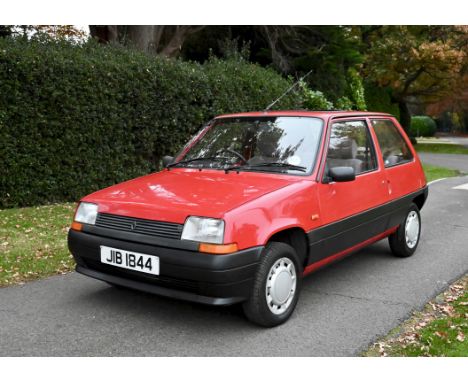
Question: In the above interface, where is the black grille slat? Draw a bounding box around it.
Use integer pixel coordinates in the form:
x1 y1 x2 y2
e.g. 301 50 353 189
96 213 183 239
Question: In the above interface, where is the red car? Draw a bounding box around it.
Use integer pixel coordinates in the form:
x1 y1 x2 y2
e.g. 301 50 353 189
68 111 428 326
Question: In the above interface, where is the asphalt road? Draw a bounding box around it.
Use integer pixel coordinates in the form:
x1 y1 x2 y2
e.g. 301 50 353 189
0 177 468 356
418 153 468 174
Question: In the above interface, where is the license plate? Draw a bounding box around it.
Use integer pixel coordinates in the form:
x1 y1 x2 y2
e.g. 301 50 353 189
101 245 159 275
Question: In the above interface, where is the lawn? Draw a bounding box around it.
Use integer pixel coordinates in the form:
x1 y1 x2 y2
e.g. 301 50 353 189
364 276 468 357
414 143 468 155
0 203 75 286
423 164 461 182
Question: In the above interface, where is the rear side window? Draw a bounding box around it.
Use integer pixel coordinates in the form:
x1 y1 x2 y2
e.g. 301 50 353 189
326 121 377 175
372 119 413 167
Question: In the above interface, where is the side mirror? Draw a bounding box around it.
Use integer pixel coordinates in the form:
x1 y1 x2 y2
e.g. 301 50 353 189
328 167 356 182
163 155 174 168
■ ■ ■ ■ ■ ■ ■
▶ **SET TASK**
Collect every line above that contains the word "where", and copy each one in full.

▶ **TASK SOLUTION**
Question: In the above interface, where is the black grille slat? Draw a bounding box around it.
Question: In the above interface, where is the red car? Draw a bounding box around it.
Question: In the above interface, where is the asphalt road? Draw a bounding box around it.
Question: In the above interface, where is the license plate? Draw a bounding box around it.
Question: In the above interface, where is the lawn? Draw a bounding box around it.
Question: In the above interface, where is the rear side window? Draw a bounding box around it.
Question: In the above interface, where is the side mirror? Draw a bounding box around it.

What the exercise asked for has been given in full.